I have a short set of COGs that represents an enzyme, eg. COG1,COG273.

I want to find all sets of genes that between them have membership of every COG in the enzyme, but without unnecessary overlaps (in this case, for instance, 'gene1 and gene6' would be spurious as gene6 is already a member of both COGs).

In this example, the answers would be:

  • gene1 and gene3
  • gene1 and gene5
  • gene3 and gene4
  • gene4 and gene5
  • gene6

Although I could get all members of each COG and create a 'product', this would contain spurious results (as mentioned above) where more genes than necessary are in the set.

My mappings are currently contained in a dictionary where the key is the gene ID and the value is a list of the COG IDs of which that gene is a member. However I accept that this might not be the best way to have the mapping stored.

▶ _Records_:
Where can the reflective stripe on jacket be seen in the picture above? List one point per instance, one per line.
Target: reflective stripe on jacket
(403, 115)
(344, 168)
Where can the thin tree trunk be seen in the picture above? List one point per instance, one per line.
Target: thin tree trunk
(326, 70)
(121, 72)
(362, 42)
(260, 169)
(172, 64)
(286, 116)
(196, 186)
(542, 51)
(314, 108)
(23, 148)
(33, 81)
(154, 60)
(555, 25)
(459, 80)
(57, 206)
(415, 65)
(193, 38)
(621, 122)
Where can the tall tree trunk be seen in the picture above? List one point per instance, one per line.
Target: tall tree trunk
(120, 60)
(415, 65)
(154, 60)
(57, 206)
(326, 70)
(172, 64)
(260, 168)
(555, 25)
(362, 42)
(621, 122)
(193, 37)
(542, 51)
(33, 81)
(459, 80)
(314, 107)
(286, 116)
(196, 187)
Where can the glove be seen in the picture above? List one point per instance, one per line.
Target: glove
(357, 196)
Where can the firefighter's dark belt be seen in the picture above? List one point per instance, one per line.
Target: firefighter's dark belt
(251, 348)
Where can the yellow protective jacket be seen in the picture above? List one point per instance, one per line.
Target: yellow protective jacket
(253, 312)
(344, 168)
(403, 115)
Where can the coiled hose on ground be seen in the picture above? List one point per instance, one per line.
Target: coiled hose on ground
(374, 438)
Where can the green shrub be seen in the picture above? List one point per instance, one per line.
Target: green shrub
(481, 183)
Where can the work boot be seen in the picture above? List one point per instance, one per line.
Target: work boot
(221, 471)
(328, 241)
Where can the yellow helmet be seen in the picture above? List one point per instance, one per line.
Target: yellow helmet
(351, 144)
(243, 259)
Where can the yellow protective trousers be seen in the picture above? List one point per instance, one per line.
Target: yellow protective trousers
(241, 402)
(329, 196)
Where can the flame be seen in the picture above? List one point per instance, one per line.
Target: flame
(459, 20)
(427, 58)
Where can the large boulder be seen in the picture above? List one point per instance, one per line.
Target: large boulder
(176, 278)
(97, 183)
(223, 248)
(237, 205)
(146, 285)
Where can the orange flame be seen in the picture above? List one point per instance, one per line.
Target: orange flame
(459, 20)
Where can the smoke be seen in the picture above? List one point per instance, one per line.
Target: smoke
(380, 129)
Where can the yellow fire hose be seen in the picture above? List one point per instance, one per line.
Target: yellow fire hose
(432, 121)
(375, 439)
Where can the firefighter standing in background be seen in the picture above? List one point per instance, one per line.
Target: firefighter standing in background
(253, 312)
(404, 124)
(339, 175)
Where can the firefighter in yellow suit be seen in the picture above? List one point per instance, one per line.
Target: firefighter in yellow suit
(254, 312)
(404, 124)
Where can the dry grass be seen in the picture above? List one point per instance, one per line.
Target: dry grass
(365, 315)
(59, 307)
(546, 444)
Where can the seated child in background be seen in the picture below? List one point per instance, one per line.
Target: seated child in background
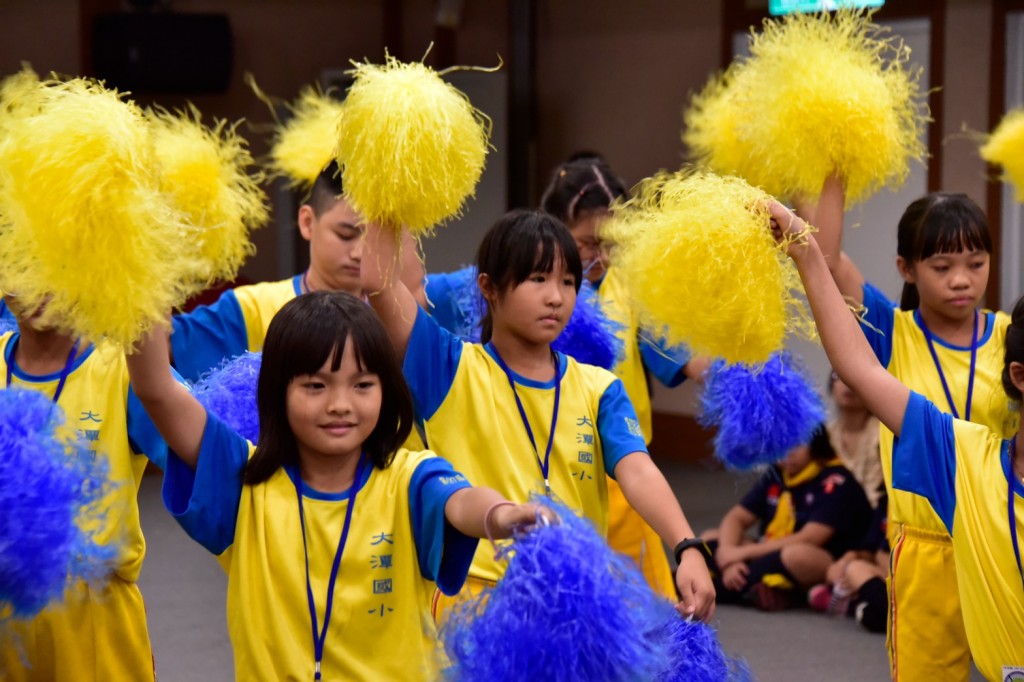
(856, 584)
(811, 511)
(854, 434)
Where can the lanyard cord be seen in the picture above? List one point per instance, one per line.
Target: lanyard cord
(942, 376)
(320, 636)
(546, 462)
(1011, 510)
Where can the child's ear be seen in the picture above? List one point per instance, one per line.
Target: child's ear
(486, 286)
(307, 217)
(1017, 375)
(905, 270)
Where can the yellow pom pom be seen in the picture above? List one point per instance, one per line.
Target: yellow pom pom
(1006, 147)
(712, 129)
(304, 145)
(411, 146)
(204, 171)
(704, 268)
(820, 95)
(83, 224)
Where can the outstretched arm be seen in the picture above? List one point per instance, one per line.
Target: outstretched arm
(851, 356)
(477, 511)
(827, 216)
(177, 415)
(647, 492)
(382, 281)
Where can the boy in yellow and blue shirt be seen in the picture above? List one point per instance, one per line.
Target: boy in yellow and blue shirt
(97, 632)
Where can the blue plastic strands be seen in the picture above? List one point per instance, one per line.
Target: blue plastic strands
(590, 336)
(229, 392)
(50, 491)
(761, 412)
(569, 608)
(695, 652)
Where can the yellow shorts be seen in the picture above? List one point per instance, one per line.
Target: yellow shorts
(442, 603)
(926, 635)
(95, 635)
(630, 535)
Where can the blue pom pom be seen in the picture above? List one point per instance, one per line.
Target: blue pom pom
(590, 336)
(761, 413)
(229, 392)
(569, 608)
(50, 491)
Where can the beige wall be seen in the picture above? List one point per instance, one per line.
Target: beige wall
(966, 89)
(614, 77)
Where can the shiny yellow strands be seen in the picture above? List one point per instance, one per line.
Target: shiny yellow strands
(411, 146)
(820, 94)
(83, 224)
(204, 172)
(304, 145)
(1006, 147)
(704, 267)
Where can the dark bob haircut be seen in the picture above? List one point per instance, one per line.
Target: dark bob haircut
(306, 332)
(521, 243)
(939, 222)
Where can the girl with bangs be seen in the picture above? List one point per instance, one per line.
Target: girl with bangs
(514, 415)
(332, 536)
(941, 344)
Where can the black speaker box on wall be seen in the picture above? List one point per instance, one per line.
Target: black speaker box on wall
(163, 52)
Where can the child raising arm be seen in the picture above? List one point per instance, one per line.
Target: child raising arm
(547, 421)
(972, 477)
(377, 524)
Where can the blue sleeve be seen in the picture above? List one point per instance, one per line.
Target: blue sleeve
(443, 307)
(205, 502)
(617, 426)
(878, 322)
(142, 433)
(925, 457)
(203, 338)
(444, 553)
(756, 500)
(665, 361)
(431, 361)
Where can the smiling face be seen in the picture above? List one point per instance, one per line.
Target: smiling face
(950, 285)
(537, 309)
(335, 247)
(332, 413)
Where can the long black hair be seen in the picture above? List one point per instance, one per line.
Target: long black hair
(577, 186)
(939, 222)
(306, 332)
(1014, 348)
(520, 243)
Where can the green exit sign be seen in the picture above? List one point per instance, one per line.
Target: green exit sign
(788, 6)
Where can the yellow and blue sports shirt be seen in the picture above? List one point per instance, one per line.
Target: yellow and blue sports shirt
(398, 545)
(642, 351)
(233, 324)
(99, 405)
(899, 343)
(469, 414)
(965, 472)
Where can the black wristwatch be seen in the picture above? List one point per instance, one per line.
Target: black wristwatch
(691, 543)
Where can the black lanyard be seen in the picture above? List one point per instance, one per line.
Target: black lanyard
(320, 636)
(546, 462)
(64, 373)
(938, 366)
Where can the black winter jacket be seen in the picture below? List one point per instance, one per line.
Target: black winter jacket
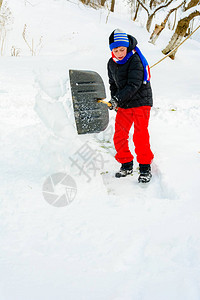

▶ _Task to carry out_: Copy out the portion of the gene-to-COG mapping text starting at "I have a short" and ending at "of both COGs).".

▶ _Output of the task_:
I have a short set of COGs that represents an enzyme, eg. COG1,COG273.

I want to find all sets of genes that between them have membership of every COG in the enzyme, but without unnecessary overlaps (in this case, for instance, 'gene1 and gene6' would be spurious as gene6 is already a member of both COGs).